§ Tasks for this exercise
[A] Can you duplicate the article on Pauline Hanson word for word, from "Her stroke of" up to and including "and 12th campaign."?
[B] Can you go on with the article about Pauline Hanson's return to politics, picking up after its final sentence?

March 2011 brought another tilt at the NSW upper house, but her 2.41% vote was just half a quota and not enough. She skipped Campbell Newman’s 2012 landslide win in Queensland, although One Nation stood in six seats, attracting just 0.1% of the vote statewide.

Success at last

Hanson reconciled with her party in 2013 to contest the federal election as a senate candidate in NSW. With just 1.22% first preferences, it was again a failure. A year later, she was reinstalled as One Nation leader after 13 years and when Newman called the 2015 election that would end his career after just one term, Hanson narrowly missed out on becoming the Queensland MP for Lockyer, losing to the LNP by just 114 votes.

The loss played into the conspiracy theories that surround One Nation, with the party declaring “Hanson had to walk away once again from a corrupt voting and counting system”.

Her paranoia – amid claims that despite regular media appearances, she was being silenced by the political correctness of a Liberal-Labor-Nationals-Greens cabal – led to a leaked 1997 video that begins: “Fellow Australians, if you are seeing me now, it means that I have been murdered. Do not let my passing distract you for even a moment… you must fight on”.

Hanson in 2013 as she stood to become a senator in NSW. Photo: Saeed Khan/AFP/Getty Images.

Her stroke of luck came two months ago with Malcolm Turnbull’s double dissolution, which lowered the bar for getting elected. Voters in Queensland obviously liked having her back in charge of the party. With around half of the Senate vote counted, Pauline Hanson’s One Nation has a 8.59% swing delivering the third highest vote, 9.14%, behind the LNP (33%) and Labor (27%).

A quota is normally 14.3%, but the double dissolution lowers it to 7.7%. Turnbull has brought Abbott’s nemesis back into politics on her 9th attempt and 12th campaign.

The serendipity is deeper and weirder. Her key adviser now is James Ashby, who accused his boss, former Gillard government speaker Peter Slipper of sexual harassment in 2012. He’s also a pilot who’s been flying the senator elect and party leader around the country in an Australian-made single-engine plane.

It didn’t take long for Hanson to once more start dominating public debate. On election day, she was in third place behind Turnbull and Shorten in both Facebook discussions and Google searches.

She was back in front of the media today at her combative best as journalists attempted to find a gotcha moment. But every attack on Hanson welds her supporters more tightly to One Nation. It also confirms their view of a long-running establishment conspiracy against her.

§ Exercise data
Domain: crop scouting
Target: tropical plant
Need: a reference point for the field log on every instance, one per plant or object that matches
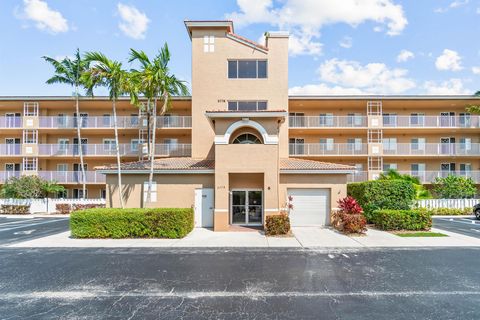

§ Expected responses
[A]
Her stroke of luck came two months ago with Malcolm Turnbull’s double dissolution, which lowered the bar for getting elected. Voters in Queensland obviously liked having her back in charge of the party. With around half of the Senate vote counted, Pauline Hanson’s One Nation has a 8.59% swing delivering the third highest vote, 9.14%, behind the LNP (33%) and Labor (27%).

A quota is normally 14.3%, but the double dissolution lowers it to 7.7%. Turnbull has brought Abbott’s nemesis back into politics on her 9th attempt and 12th campaign.

[B]
This exchange today is an example:

Journalist: In 1996, in your maiden speech, you said Australia was at risk of being swamped by Asians.

Hanson: I said it was in danger of being swamped by Asians.

Journalist: How’s that gone?

Hanson:You go and ask a lot of people in Sydney, at Hurstville or some of the other suburbs.

They feel they have been swamped by Asians and regardless of that now, a lot of Australians feel that Asians are buying up prime agricultural land, housing, you ask people in Melbourne how they feel about it as well.

Look, we can go on and on about this topic and I was taken completely out of context and when I said that in my maiden speech it was to draw attention to our immigration.

She challenged reporters saying: “You’re standing here having a go at me because I stand up for my culture, my way of life and my country.”

Hanson is a symptom of a bigger problem for the major parties. Both Turnbull and Shorten pleaded with voters to chose one side or the other in this election. They rejected that notion.

The senate now looks set to be filled with more of the independent crossbench senators Turnbull sought to remove when he changed the rules on preferences and called a double dissolution. On this parameter alone, the election has failed for the Coalition.

Of greater difficulty for whoever forms government is the fact that One Nation may end up with three senate seats.

While that constitutes just three of 76 senate votes, negotiating with a media-savvy, outspoken politician who knows how to ignite public sentiment, amid a backdrop of possible vengeance for past slights will haunt Australian democracy for at least the next three years.

It will be both fraught and spectacular, just like Hanson’s political career.